EXERCISE GOAL: How many lines of the listing below contain the word "water", matching case exactly? Give only the number.

ITEMS:
——

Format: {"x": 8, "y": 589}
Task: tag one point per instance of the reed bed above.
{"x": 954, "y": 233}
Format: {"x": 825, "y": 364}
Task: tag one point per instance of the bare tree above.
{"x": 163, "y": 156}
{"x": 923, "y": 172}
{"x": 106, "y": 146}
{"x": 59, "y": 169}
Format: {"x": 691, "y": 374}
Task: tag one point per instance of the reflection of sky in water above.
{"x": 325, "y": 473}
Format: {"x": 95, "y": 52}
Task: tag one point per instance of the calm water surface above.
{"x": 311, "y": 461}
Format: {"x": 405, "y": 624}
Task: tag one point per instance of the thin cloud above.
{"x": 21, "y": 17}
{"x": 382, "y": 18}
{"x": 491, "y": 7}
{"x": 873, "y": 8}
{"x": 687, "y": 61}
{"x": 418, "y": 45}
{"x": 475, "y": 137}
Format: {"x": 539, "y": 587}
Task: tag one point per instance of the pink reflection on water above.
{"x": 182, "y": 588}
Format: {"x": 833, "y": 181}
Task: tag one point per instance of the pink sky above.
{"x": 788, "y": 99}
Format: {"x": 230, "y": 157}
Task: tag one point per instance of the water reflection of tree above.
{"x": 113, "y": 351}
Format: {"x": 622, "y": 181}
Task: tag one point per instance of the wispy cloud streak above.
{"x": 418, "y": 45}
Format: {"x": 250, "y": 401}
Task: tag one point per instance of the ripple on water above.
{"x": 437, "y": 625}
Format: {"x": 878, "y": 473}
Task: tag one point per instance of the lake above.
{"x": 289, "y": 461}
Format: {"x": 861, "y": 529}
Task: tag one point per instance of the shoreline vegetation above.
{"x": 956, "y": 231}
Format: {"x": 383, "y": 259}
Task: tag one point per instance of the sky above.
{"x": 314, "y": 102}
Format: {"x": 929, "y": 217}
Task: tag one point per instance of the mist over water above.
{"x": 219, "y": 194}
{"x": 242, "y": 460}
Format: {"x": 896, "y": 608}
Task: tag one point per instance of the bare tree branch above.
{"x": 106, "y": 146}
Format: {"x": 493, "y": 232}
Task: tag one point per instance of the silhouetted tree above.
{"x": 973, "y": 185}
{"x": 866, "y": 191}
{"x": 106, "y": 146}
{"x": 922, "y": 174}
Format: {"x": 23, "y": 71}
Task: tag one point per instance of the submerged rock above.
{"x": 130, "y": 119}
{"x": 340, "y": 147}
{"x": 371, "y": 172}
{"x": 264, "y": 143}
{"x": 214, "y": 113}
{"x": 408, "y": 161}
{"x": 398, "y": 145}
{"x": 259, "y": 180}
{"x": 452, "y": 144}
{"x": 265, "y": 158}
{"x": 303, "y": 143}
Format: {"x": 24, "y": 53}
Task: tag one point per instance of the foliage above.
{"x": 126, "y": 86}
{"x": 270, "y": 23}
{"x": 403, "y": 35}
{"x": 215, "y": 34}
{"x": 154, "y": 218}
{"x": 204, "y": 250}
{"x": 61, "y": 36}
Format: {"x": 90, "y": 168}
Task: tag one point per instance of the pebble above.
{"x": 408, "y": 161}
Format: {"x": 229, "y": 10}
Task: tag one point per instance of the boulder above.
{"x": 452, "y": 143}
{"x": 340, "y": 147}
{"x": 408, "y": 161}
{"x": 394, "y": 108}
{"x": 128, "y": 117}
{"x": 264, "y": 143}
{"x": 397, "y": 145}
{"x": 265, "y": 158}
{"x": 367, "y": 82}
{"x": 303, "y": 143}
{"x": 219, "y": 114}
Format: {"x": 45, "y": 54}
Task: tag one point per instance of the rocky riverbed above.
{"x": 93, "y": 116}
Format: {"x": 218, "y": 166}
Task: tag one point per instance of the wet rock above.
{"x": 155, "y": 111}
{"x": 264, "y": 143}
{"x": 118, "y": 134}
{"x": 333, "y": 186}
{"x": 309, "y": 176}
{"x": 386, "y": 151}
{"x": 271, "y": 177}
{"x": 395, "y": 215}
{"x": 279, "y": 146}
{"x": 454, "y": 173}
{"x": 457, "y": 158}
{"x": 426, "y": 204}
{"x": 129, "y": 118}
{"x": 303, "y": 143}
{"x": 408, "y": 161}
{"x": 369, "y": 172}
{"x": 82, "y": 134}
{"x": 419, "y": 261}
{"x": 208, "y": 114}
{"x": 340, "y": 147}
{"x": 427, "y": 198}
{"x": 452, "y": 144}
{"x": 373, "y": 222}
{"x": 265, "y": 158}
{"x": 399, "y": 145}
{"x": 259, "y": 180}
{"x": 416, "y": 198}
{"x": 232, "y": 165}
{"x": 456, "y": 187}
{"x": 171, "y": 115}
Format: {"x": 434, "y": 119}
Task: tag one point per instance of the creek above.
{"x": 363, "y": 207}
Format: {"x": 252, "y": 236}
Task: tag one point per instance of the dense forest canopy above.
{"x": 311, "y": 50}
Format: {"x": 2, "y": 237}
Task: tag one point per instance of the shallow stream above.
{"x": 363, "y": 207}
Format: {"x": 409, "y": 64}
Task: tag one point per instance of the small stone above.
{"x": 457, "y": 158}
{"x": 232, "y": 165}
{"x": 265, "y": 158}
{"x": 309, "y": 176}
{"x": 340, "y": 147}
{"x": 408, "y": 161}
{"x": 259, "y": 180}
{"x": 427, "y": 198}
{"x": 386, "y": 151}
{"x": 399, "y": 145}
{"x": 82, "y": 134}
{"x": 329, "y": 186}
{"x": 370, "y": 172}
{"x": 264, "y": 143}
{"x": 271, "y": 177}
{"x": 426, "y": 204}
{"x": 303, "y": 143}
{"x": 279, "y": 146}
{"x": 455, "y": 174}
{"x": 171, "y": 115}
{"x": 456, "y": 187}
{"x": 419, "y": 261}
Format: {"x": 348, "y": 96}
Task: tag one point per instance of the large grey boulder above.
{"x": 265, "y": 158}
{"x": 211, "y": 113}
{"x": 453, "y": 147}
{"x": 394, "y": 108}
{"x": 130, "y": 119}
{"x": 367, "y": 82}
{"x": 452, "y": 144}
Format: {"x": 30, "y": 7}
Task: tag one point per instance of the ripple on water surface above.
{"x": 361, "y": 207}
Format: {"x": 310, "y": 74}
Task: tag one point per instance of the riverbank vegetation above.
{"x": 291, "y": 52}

——

OUTPUT: 7